▶ [Exercise objective] Edit the lines below by changing every "agronomist" to "farm manager". Keep everything else the same.

Data items
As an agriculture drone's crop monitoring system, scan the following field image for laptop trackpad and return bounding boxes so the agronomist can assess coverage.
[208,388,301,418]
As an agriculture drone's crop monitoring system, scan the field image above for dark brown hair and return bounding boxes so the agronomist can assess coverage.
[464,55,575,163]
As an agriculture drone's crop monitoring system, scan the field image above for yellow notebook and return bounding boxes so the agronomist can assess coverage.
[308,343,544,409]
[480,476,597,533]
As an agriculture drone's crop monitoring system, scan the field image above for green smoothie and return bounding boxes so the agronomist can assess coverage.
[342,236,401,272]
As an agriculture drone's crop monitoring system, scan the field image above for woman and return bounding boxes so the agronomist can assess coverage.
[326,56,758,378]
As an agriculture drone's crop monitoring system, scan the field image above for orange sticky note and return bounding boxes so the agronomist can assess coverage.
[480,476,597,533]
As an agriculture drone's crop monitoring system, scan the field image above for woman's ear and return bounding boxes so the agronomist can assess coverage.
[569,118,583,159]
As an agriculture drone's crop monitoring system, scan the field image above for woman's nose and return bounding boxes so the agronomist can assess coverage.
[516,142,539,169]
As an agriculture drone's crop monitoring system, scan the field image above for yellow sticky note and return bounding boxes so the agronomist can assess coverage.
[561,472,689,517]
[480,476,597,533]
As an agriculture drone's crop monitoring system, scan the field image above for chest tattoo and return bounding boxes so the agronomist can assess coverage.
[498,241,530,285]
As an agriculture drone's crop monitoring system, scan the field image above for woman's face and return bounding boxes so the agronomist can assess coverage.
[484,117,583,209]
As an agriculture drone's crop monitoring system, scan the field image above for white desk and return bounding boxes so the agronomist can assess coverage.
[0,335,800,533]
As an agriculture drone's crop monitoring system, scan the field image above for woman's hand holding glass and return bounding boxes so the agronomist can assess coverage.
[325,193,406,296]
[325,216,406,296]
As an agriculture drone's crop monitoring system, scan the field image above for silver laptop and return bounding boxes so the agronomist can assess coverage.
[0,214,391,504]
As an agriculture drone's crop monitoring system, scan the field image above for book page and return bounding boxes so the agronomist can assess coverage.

▶ [The response]
As an agriculture drone's crop monitoring system, scan the following field image for laptop trackpad and return bounding boxes so the farm manager can assess coverage.
[208,388,301,418]
As an agriculture drone's crop monitoring system, scan the field image above for dark brown hair and return bounding boxes so the farm manager can assess coverage.
[464,55,575,163]
As an agriculture drone's crop monitoring system, scan the field image above for yellow notebook and return bounding boxes so the farm manager can assess coverage.
[308,343,544,409]
[480,476,597,533]
As an agriculture drone's crop monitoring system, scan the field image above for green smoothie and return bounding boxes so the farm manager can assess coverage.
[342,236,401,272]
As an agriculture drone's crop monitoring system, scan the field image above for woman and return bounding boxes so the farm manager can assess coverage.
[326,56,758,378]
As an agriculture drone's crop monitoring system, scan the field image above for orange sticky note and return bounding boxes so the farm manager can assess coverage.
[480,476,597,533]
As an agriculture drone's crop monitoring system, scan the field image above for woman's ear and return bounding boxes so the farm manager can assess coverage.
[569,118,583,159]
As an agriculture drone's crop monitoring system, scan the field image above for woman's nose and return bounding boxes so the farm manager can assess coverage.
[516,142,539,169]
As an agriculture drone's crop monitoring system, scan the field image above for yellow sticky note and return bounding boxes so the farm manager can assess coverage.
[561,472,689,517]
[480,476,597,533]
As an agriculture drone's crop monitoring system, scan the field image above for chest tattoo and return bounding boxes so the farm manager can assess coverage.
[498,241,530,285]
As an agriculture drone's crop monitoring system, scan the field image above for woman's face and return bounding boxes so the farm manager can assess coverage.
[484,117,583,209]
As an agriculture drone's crop monitoring system, scan the field image above for white desk and return bounding boxes so the farm manager can assess coverage.
[0,335,800,533]
As an agriculture drone's crop monitoring system, scan the field image above for woman's hand holding glass and return bounding boxes so the farm manager can assess coverage.
[325,193,406,296]
[325,216,406,296]
As an agriculture drone's crop monitoring system, scan the field image above for silver laptop and return bounding boxes so the farm manager can assess coverage.
[0,214,391,504]
As an agriculture drone's crop monitoring system, scan the field image above for book page and return bounding boxes so the farm manager can assess coverage.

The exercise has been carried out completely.